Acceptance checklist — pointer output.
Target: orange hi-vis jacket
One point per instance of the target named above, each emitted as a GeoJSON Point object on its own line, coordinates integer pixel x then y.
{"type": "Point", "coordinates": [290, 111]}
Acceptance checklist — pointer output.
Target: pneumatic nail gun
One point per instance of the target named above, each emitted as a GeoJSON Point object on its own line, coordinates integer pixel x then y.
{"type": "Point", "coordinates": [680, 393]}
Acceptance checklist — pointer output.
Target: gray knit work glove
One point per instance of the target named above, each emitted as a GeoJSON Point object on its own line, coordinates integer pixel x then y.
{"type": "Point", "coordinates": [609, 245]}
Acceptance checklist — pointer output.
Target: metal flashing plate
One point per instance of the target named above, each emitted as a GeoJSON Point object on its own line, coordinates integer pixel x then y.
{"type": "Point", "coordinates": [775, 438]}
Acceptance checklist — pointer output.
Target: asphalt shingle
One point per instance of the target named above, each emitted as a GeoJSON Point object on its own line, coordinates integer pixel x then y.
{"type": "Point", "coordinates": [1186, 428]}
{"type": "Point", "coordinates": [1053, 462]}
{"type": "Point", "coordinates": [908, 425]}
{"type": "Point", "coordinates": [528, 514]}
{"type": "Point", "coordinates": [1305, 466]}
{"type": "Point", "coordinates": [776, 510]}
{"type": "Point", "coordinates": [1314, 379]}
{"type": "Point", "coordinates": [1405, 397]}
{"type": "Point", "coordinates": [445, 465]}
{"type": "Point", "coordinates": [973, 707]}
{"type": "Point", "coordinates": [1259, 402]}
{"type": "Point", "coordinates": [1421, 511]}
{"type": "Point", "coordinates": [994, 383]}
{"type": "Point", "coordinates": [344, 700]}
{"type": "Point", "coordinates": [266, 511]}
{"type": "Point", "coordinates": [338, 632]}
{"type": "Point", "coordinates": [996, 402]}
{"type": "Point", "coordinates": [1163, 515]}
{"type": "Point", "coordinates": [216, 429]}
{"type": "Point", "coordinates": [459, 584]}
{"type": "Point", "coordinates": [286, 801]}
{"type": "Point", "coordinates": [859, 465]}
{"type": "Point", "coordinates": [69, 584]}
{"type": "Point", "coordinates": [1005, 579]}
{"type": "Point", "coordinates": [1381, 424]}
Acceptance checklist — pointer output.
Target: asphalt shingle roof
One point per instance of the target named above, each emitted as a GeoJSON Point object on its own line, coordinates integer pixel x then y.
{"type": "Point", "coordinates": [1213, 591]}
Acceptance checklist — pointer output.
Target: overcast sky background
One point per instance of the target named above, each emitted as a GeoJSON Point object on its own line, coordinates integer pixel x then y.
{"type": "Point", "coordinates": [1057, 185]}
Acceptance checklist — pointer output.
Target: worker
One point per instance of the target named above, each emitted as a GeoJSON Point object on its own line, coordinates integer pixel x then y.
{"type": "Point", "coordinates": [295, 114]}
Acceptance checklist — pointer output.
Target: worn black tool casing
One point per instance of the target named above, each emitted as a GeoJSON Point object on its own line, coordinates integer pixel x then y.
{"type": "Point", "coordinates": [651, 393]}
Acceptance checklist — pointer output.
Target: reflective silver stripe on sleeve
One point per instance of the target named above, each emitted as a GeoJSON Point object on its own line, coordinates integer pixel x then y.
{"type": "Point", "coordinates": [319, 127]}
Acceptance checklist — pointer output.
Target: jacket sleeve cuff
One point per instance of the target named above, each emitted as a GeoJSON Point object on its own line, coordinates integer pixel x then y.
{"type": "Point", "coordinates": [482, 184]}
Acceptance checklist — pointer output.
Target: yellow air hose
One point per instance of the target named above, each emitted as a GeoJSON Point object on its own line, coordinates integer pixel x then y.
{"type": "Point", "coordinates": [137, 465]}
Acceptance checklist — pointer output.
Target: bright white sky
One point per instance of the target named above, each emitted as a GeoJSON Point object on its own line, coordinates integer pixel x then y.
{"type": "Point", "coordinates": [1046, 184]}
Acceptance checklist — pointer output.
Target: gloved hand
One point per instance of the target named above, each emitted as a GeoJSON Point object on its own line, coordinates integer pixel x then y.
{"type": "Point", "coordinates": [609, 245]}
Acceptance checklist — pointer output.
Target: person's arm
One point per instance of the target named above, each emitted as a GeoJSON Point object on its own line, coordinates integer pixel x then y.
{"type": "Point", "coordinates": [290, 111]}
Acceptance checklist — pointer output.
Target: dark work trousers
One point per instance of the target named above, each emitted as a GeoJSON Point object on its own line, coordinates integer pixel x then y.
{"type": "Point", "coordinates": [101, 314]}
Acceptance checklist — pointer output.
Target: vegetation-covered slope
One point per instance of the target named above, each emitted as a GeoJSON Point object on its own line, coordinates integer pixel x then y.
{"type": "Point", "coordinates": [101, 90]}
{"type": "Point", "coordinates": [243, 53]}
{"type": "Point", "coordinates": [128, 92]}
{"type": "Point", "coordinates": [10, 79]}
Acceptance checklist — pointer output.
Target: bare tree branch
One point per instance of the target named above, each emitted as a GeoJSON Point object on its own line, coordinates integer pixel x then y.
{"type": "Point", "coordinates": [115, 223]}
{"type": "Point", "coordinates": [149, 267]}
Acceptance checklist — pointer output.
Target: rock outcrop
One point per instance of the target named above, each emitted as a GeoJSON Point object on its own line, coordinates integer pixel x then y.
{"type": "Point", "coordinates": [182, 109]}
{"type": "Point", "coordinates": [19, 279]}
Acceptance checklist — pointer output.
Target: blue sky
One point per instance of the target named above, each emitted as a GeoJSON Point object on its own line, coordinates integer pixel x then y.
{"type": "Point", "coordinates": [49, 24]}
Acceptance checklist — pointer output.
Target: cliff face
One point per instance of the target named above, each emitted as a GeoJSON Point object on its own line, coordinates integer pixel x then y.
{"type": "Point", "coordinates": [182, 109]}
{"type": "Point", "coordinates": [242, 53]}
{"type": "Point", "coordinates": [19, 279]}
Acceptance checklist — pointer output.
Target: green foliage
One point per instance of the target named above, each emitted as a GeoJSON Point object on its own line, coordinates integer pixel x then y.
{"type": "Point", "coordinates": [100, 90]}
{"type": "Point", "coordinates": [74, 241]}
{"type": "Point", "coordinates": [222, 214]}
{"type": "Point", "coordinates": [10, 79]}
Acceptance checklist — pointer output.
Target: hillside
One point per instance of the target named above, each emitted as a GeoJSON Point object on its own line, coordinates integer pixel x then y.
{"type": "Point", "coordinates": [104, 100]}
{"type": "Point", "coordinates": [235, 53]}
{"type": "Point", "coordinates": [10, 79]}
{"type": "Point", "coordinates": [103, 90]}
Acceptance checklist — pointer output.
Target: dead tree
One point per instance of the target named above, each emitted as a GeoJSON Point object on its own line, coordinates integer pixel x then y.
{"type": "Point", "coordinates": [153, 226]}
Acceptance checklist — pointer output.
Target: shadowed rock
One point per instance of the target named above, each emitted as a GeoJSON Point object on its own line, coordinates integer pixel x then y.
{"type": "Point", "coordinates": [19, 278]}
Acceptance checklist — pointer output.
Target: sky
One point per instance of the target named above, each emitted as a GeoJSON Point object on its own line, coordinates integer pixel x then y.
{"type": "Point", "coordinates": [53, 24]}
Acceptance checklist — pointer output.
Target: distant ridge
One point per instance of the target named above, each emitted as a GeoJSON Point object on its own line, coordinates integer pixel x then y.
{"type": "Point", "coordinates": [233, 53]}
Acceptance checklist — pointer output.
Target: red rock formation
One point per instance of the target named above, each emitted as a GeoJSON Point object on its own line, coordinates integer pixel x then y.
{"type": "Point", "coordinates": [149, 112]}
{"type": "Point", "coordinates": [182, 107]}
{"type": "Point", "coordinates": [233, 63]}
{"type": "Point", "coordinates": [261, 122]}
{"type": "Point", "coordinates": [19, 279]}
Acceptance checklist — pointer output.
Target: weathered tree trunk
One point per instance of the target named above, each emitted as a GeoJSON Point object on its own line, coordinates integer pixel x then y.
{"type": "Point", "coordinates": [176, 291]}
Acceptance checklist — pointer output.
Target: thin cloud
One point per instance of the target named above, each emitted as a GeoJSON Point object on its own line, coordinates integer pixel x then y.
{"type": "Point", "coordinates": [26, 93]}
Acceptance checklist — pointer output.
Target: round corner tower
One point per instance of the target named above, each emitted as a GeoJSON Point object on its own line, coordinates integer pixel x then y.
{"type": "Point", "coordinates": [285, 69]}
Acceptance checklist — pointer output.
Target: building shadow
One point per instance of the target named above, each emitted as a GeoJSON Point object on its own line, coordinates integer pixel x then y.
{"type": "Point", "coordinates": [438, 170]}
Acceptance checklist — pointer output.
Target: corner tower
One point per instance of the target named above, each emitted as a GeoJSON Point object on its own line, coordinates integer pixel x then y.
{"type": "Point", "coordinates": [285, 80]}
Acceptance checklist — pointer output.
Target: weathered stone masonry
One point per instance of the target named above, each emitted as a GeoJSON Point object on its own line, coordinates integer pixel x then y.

——————————

» EXERCISE AIM
Go through the listing above and copy each line that contains "asphalt".

» REPLY TO THE TASK
Target: asphalt shingle
Target: asphalt shingle roof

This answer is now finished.